** Task requirements **
Beginning with the line that holds "If you could point to the wooden" in the data below, give again every line through the one that holds "If you could point to the green shrub", exactly as written.

== Segment start ==

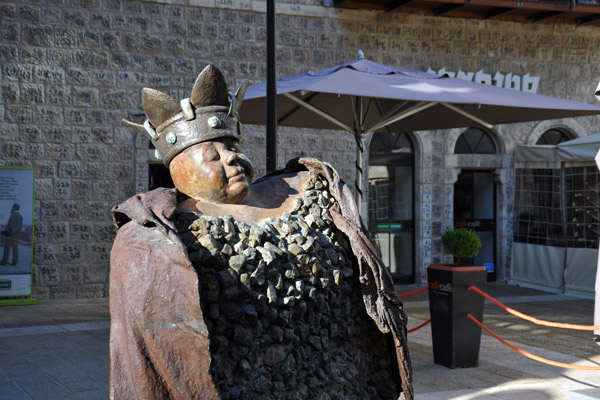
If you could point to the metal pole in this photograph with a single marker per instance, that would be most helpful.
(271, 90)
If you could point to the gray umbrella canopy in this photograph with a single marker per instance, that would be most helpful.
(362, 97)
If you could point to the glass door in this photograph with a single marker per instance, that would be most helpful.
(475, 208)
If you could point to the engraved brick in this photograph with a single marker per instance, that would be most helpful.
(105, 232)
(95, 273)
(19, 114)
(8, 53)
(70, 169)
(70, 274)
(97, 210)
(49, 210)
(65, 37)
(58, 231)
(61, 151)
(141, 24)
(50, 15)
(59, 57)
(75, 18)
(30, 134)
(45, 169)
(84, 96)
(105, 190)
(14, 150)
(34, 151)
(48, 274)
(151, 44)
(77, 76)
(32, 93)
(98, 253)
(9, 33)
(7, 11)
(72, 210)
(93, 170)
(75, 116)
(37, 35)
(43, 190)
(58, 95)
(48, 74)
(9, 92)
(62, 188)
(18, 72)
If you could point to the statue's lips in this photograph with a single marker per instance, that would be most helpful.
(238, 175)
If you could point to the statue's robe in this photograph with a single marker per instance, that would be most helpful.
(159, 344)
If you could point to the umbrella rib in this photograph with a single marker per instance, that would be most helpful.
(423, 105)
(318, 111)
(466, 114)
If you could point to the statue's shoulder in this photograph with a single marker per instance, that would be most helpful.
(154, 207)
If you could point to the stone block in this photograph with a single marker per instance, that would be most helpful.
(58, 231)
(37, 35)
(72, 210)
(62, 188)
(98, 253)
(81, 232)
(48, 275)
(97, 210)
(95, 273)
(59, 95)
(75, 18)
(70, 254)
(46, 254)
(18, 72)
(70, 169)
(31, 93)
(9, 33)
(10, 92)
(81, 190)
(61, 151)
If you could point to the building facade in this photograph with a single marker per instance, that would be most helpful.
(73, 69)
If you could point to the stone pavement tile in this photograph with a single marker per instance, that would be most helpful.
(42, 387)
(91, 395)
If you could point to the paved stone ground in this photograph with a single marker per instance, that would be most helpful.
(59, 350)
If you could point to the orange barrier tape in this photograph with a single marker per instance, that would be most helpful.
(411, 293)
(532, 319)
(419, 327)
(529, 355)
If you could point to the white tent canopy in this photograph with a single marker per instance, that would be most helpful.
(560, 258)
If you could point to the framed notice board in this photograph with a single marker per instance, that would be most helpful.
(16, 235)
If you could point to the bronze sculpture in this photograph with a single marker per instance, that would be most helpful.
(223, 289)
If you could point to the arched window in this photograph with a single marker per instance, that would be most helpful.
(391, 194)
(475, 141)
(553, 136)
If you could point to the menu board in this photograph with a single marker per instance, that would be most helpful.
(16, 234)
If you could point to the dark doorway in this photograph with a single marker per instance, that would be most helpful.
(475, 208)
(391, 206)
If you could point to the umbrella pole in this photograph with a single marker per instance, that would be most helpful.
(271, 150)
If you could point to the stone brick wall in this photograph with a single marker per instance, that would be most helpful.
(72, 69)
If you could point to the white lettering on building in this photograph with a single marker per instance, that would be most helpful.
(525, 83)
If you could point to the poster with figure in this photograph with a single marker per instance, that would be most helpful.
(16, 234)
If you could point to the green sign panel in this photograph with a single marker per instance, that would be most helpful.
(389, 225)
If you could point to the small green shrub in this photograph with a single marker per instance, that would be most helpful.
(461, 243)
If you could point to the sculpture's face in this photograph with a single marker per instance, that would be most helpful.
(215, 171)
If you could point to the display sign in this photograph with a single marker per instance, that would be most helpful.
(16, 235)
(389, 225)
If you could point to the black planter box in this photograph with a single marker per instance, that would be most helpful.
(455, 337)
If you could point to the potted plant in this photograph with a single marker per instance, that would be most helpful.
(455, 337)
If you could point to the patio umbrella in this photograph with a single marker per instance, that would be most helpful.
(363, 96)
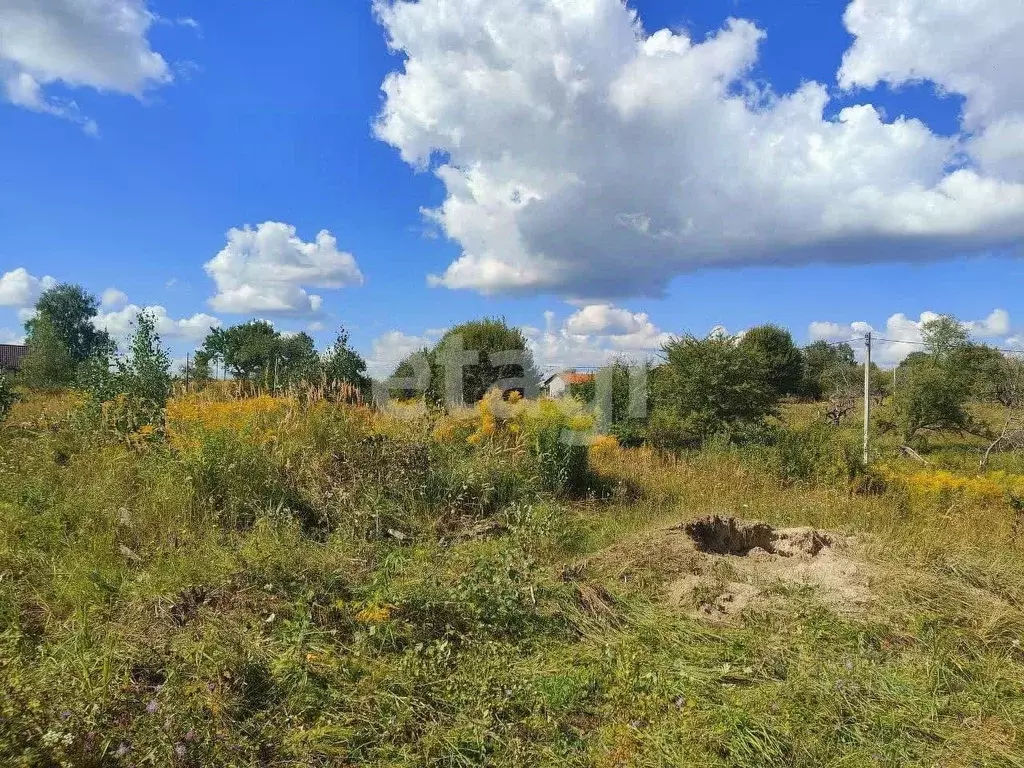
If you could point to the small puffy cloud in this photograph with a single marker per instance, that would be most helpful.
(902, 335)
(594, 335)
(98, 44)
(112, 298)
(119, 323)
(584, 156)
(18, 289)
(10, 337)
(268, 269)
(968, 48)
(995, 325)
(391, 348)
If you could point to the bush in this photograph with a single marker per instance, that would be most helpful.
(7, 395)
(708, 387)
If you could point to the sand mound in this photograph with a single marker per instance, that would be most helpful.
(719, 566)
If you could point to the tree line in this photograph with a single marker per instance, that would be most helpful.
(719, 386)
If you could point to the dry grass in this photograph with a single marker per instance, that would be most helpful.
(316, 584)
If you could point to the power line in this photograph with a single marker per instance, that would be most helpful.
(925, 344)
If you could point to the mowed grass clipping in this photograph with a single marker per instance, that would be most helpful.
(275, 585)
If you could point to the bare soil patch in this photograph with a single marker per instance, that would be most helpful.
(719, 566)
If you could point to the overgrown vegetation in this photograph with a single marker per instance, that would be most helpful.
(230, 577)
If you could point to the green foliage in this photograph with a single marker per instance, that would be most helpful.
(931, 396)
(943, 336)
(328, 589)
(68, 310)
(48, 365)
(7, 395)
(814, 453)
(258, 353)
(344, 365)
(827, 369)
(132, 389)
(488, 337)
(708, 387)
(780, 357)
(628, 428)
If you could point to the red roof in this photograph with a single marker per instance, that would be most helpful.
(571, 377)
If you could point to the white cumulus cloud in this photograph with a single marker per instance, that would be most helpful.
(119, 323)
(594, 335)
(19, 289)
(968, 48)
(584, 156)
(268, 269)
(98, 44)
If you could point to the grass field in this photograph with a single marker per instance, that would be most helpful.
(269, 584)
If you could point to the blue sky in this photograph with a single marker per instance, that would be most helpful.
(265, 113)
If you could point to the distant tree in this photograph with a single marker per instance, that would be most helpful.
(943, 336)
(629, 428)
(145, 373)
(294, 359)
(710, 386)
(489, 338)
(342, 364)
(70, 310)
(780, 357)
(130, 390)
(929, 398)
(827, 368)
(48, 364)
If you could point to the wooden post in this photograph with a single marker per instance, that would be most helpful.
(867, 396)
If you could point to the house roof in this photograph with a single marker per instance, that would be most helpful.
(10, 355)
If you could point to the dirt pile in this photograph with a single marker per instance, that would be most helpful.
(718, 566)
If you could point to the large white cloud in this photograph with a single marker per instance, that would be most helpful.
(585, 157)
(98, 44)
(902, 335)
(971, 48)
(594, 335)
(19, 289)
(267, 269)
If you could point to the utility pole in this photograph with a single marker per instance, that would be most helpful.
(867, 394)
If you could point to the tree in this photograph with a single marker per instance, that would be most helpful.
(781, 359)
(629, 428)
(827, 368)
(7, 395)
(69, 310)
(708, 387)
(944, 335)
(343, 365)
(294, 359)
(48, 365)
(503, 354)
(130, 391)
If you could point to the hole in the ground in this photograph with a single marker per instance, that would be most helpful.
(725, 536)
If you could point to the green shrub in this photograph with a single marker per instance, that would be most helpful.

== Segment end ==
== Segment start ==

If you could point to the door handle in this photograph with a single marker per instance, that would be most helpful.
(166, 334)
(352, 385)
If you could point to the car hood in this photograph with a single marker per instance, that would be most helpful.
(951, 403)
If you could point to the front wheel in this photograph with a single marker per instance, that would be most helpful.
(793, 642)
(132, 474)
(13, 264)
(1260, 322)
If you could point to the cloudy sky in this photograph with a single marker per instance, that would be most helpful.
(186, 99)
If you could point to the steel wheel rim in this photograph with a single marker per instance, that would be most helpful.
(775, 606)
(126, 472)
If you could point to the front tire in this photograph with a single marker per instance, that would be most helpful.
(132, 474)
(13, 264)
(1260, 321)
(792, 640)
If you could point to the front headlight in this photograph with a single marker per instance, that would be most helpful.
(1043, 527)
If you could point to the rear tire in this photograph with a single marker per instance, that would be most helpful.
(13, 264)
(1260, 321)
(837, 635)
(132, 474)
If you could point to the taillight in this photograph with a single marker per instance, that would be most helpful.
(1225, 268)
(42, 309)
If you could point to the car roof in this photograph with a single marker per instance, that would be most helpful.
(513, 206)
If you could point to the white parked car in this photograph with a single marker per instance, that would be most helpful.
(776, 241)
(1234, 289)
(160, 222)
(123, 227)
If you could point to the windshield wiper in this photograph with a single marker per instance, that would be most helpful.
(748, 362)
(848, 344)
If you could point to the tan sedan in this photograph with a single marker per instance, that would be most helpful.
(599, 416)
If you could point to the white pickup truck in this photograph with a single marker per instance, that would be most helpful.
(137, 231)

== Segment end ==

** Result **
If you could point to the wooden post in this photograph with a single marker per instance, that would be most helpful.
(867, 396)
If you could point to the house roof in this photograph with a single marker per instance, that would be most helpful.
(10, 355)
If you could point to the dirt pile in this photograph with a single marker per instance, that would be most helpful.
(718, 566)
If you could point to the large white cloud in this photograph with a single marker per instance, that would be most helpful.
(585, 157)
(98, 44)
(902, 335)
(971, 48)
(594, 335)
(19, 289)
(267, 269)
If you could point to the utility pole in this photograph with a single marker per instance, that would be most helpful.
(867, 394)
If you could point to the tree in this photograph with a single marker per instance, that would be most helpful.
(781, 359)
(629, 428)
(827, 368)
(7, 395)
(69, 310)
(708, 387)
(944, 335)
(343, 365)
(294, 359)
(48, 365)
(503, 354)
(130, 391)
If you could point to the hole in the ground in this photograph with a single marker per instance, that would be most helpful.
(725, 536)
If you could point to the green shrub in this photograph with a single marker per instance, that would be most helpful.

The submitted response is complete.